Objective:
Your task is to copy every line of this material exactly.

Location labeling records:

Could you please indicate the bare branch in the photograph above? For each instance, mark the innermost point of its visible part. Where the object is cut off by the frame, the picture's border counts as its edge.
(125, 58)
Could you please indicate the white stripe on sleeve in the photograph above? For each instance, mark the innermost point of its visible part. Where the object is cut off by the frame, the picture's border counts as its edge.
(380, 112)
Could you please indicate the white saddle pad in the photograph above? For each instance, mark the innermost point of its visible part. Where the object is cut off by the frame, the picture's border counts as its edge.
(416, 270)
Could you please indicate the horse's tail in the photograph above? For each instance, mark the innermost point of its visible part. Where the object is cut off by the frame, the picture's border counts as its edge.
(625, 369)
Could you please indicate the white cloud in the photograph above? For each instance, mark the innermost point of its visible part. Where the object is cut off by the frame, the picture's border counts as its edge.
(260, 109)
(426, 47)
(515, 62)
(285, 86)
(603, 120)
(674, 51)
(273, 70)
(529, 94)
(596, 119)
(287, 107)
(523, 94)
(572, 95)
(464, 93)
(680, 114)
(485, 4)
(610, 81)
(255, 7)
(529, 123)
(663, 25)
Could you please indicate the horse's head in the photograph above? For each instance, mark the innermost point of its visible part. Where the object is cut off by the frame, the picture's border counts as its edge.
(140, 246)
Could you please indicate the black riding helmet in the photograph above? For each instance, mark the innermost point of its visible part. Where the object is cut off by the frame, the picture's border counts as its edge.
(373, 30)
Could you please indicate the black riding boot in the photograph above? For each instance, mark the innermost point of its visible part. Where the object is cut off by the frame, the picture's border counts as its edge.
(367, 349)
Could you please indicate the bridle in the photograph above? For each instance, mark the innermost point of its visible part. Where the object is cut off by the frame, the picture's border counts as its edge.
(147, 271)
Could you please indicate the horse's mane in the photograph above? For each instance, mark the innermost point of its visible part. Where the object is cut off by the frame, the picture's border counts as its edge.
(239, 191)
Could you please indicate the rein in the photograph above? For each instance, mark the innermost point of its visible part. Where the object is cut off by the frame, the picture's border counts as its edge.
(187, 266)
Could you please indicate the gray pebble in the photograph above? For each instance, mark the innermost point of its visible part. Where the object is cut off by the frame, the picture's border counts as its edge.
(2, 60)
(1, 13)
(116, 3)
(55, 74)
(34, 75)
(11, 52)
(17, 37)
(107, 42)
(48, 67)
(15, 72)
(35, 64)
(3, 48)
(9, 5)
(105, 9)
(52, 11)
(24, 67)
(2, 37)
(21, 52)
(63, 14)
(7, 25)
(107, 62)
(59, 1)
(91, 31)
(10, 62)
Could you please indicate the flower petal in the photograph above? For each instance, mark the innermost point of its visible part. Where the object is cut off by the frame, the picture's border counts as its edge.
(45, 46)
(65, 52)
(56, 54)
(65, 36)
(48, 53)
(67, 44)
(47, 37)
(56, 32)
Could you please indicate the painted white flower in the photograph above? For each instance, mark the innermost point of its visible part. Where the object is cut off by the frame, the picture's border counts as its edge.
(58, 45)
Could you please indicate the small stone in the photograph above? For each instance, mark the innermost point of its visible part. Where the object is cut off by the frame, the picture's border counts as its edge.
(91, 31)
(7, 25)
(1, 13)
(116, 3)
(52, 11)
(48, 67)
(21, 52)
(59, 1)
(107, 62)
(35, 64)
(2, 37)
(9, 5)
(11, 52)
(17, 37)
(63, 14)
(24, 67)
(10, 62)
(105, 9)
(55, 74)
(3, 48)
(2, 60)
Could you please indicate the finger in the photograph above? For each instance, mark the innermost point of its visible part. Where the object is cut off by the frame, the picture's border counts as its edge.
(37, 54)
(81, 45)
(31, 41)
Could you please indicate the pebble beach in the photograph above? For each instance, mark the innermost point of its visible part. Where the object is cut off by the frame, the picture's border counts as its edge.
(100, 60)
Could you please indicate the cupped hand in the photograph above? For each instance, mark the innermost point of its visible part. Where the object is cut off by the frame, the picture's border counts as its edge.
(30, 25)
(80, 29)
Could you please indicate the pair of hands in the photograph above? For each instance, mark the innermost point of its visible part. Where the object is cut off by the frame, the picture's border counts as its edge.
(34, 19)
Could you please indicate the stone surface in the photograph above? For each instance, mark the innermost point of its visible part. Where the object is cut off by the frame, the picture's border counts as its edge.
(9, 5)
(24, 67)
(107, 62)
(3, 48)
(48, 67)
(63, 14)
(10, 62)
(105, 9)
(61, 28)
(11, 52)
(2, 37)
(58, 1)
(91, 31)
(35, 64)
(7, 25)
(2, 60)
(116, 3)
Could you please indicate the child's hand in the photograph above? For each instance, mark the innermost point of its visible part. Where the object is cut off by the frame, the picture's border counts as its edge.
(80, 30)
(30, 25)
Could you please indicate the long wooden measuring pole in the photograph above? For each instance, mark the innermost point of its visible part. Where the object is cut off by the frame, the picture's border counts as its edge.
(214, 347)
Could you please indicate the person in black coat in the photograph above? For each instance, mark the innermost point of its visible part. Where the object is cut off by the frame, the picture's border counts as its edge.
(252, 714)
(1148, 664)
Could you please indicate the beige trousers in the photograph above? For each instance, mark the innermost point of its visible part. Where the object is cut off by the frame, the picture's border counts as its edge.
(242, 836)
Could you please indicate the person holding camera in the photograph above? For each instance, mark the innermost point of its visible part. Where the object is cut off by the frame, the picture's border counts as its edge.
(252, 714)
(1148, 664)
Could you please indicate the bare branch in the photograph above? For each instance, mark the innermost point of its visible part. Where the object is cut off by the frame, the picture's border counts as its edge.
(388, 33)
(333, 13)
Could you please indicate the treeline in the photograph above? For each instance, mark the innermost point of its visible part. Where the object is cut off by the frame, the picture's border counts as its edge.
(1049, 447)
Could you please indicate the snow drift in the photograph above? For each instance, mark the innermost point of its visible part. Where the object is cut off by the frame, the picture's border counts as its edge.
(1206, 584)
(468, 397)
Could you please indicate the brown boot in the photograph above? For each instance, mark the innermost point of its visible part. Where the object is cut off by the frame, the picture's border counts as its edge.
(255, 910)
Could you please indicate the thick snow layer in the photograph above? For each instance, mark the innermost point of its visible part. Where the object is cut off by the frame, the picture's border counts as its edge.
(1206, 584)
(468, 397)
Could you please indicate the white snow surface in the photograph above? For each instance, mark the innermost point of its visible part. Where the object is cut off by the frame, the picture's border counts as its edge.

Complete output:
Could you please indicate the bare branch in the photograph above? For each instance, mark the innermost point of its visible part. Where the object is cut off by the frame, the picture's border counts as its edge.
(125, 58)
Could you please indicate the white stripe on sleeve in the photograph above? For each instance, mark the innermost point of its visible part. Where the object is cut off by the frame, the picture's border counts as its edge.
(380, 112)
Could you please indicate the white saddle pad in the photograph above? For each instance, mark the innermost point of its visible part. Where the object is cut off by the frame, the picture's border counts as its edge.
(416, 270)
Could you please indicate the horse's tail in the photograph above? For each instance, mark the innermost point of its visible part. Where the object is cut off by the frame, the picture's border counts as its edge.
(625, 369)
Could you please indicate the white cloud in the photograph above? For each instance, mark the innermost point of its visible part. Where the object is cut off by the frame, the picture's border counts as its edge.
(260, 109)
(426, 47)
(515, 62)
(285, 86)
(603, 120)
(674, 51)
(273, 70)
(529, 94)
(596, 119)
(287, 107)
(523, 94)
(572, 95)
(464, 93)
(680, 114)
(485, 4)
(610, 81)
(255, 7)
(529, 123)
(663, 25)
Could you please indicate the horse's head in the photograph above? For each instance, mark the innermost point of its visible part. Where the object is cut off by the frame, the picture's border counts as its edge.
(140, 246)
Could you please indicate the black riding helmet in the photograph above? For each instance, mark the innermost point of its visible part. Where the object is cut off by the frame, the picture's border counts as its edge.
(373, 30)
Could you please indicate the black riding boot in the photograph above? For each instance, mark the innermost point of its visible part. Where the object is cut off by the frame, the picture's border counts as its edge.
(367, 349)
Could you please indicate the bridle in the photograph above? For each instance, mark the innermost point of its visible part. Where the object is cut off by the frame, the picture's border counts as its edge.
(147, 271)
Could you please indicate the horse's mane in the photograph above? For each instance, mark the innermost point of its visible part. Where the object is cut off by the frame, the picture's border counts as its edge.
(239, 191)
Could you please indicate the rein in the photograph above? For each instance, mark the innermost point of its visible part. Where the object is cut off by the frame, the picture's border counts as its edge.
(187, 266)
Could you please indicate the gray pebble in the photograph above? For each instance, mark the innermost point of its visible part. Where the object is cut off by the frame, the picture's border counts as its edge.
(2, 60)
(1, 13)
(116, 3)
(55, 74)
(34, 75)
(11, 52)
(17, 37)
(107, 42)
(48, 67)
(15, 72)
(35, 64)
(3, 48)
(9, 5)
(105, 9)
(52, 11)
(24, 67)
(2, 37)
(21, 52)
(63, 14)
(7, 25)
(107, 62)
(59, 1)
(91, 31)
(10, 62)
Could you please indicate the flower petal in the photograph above? For each instance, mark the innermost point of its visible part. Where the object is cut off by the frame, the picture's border counts as its edge.
(45, 46)
(65, 52)
(56, 54)
(65, 36)
(48, 53)
(67, 44)
(47, 37)
(56, 32)
Could you please indicate the painted white flower in the photograph above? For each instance, mark the innermost point of its visible part. Where the object is cut off by the frame, the picture's border counts as its edge.
(58, 45)
Could you please indicate the small stone in the photograph above? For each instance, mark the innermost point of its visible part. Where the object is cut off by the frame, the picture's border counts as its edge.
(91, 31)
(7, 25)
(1, 13)
(116, 3)
(52, 11)
(48, 67)
(21, 52)
(59, 1)
(107, 62)
(35, 64)
(2, 37)
(9, 5)
(11, 52)
(17, 37)
(63, 14)
(24, 67)
(10, 62)
(105, 9)
(55, 74)
(3, 48)
(2, 60)
Could you please indicate the finger in the photograph above? For each instance, mark the innermost point of its visible part. Where the object is cut off by the frame, the picture's border counts as its edge.
(37, 54)
(81, 45)
(31, 41)
Could you please indicate the pebble beach in the photograph above? For each instance, mark the innermost point of its visible part. Where the object is cut off by the frame, the picture's border counts as its edge.
(100, 60)
Could you please indicate the cupped hand in the photograph above? For each instance, mark the innermost point of its visible part. Where the object is cut off by the frame, the picture's border counts as its edge.
(30, 25)
(80, 29)
Could you please indicate the pair of hands in the photograph above? For each instance, mark the innermost point of its visible part. Where the object is cut off by the frame, the picture's border counts as its edge.
(34, 19)
Could you please indicate the stone surface in the photograph above? For each instance, mark the innermost point of its visible part. Where the object is cut off by the frame, the picture's border counts as its edge.
(9, 5)
(24, 67)
(107, 62)
(3, 48)
(48, 67)
(63, 14)
(10, 62)
(105, 9)
(61, 28)
(11, 52)
(2, 37)
(58, 1)
(91, 31)
(35, 64)
(7, 25)
(2, 60)
(116, 3)
Could you please indicate the child's hand in the photograph above? For each instance, mark the innermost point of its visible part. Where the object is cut off by the frame, the picture's border counts as its edge.
(80, 30)
(30, 25)
Could you please indicate the long wooden measuring pole in the photograph above? For each instance, mark the innermost point of its visible part. Where the object is cut off by the frame, the picture's border counts as its edge.
(214, 347)
Could you please indicate the person in black coat in the photograph above? For each instance, mark the innermost point of its visible part. Where the object is cut off by the frame, the picture's border counts as its edge.
(252, 714)
(1148, 664)
Could you please indicate the beige trousers in the photograph above? For each instance, mark the innermost point of its visible part. Where the object is cut off by the frame, the picture's border counts as its edge.
(242, 836)
Could you please indicate the person holding camera in the photograph above? For each instance, mark the innermost point of its visible part. Where the object is cut off by the frame, the picture's border counts as its edge.
(252, 714)
(1148, 664)
Could you please indicate the bare branch in the photograph above? For each instance, mark the innermost point of its visible part. Where the object is cut off by the frame, the picture's border counts as its edge.
(388, 33)
(333, 13)
Could you please indicate the treeline in the photograph above? For each instance, mark the innermost point of its visible part. Where the object is cut off by the frame, the picture's border counts as its edge.
(1049, 447)
Could you please indicate the snow drift in the photograph above? For each instance, mark the innermost point of its visible part. Where the object is cut off by the frame, the picture's border counts as its edge.
(1206, 584)
(468, 397)
Could you please indicate the brown boot in the photograph above? For each instance, mark the innermost point of its visible part. Where the object is cut off by the frame, the picture's border counts as its edge.
(255, 910)
Could you please indicate the thick snow layer in the photograph above? For each instance, mark the innermost point of its visible part. Where the object is cut off by the frame, the picture's border counts as its edge.
(1206, 584)
(468, 397)
Could you please indicate the white snow surface in the photograph above? For each instance, mark the innermost point of its visible part. Where the object is cut off by the frame, the picture's border counts as its edge.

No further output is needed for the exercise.